• _Aim of the task_: Reproduce the part of the records that opens with the line containing "Kindly place a point on the held" and closes at the end of the records, substituting "sidewalk shadow" for "footpath shadow" and leaving all else unchanged.
◇ ◇ ◇ ◇ ◇
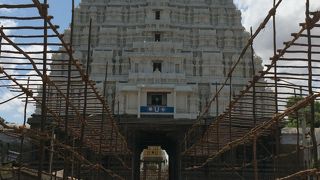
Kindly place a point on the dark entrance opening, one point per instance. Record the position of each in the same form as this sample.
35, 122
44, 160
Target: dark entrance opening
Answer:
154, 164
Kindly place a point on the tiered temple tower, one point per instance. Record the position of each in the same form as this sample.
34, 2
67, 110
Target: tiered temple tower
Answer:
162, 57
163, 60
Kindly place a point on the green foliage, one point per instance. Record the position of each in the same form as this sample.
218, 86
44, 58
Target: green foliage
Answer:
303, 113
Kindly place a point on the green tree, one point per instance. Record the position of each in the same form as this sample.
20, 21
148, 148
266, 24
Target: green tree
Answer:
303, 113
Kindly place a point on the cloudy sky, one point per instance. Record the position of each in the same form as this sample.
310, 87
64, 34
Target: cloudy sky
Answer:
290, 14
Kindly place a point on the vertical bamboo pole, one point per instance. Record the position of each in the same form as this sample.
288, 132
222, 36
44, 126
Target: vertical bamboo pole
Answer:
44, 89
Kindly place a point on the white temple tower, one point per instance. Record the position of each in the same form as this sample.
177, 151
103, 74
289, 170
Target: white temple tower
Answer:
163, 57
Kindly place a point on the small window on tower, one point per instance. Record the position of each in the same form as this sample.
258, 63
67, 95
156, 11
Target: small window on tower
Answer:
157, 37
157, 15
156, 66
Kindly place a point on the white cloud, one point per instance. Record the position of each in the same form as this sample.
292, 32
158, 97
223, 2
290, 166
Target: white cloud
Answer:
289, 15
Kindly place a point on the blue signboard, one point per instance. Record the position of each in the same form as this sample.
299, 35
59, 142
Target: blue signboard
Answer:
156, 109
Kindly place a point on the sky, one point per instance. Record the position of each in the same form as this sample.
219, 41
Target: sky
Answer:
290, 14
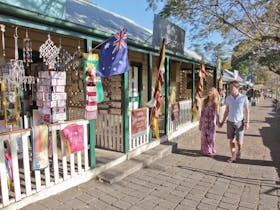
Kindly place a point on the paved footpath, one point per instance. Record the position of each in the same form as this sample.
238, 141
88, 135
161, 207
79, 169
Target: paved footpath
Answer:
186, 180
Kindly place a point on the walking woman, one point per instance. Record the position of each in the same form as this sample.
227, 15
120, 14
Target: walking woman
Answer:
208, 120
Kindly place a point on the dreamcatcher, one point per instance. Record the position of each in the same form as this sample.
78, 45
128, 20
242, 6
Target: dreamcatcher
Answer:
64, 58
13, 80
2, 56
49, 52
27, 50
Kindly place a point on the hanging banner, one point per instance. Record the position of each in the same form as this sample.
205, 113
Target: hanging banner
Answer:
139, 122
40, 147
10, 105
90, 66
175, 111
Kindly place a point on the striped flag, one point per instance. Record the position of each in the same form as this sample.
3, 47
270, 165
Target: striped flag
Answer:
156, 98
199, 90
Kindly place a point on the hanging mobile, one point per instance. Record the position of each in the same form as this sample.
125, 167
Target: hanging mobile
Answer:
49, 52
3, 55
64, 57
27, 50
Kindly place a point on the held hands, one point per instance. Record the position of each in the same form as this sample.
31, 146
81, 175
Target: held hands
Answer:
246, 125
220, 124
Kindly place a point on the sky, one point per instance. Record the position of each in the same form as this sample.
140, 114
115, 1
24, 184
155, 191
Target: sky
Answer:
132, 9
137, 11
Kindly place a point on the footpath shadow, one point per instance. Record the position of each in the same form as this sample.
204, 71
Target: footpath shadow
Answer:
◇ ◇ ◇ ◇ ◇
• _Solution to the problem_:
Kindly place a point on the held hands, one point per instance. Record the position of each in the same form as this sample.
31, 146
81, 175
Target: held hands
Answer:
246, 125
220, 124
Kindly place a point on the sky, one point per instance. Record the position of each in the same form as this sample.
140, 114
115, 1
24, 184
155, 191
Target: sky
Answer:
132, 9
137, 11
Kindly place a point on the sidewalk shadow, one point per instance. Record the position of each in the same form as this sample.
204, 71
Target: sidewalk shadow
Answer:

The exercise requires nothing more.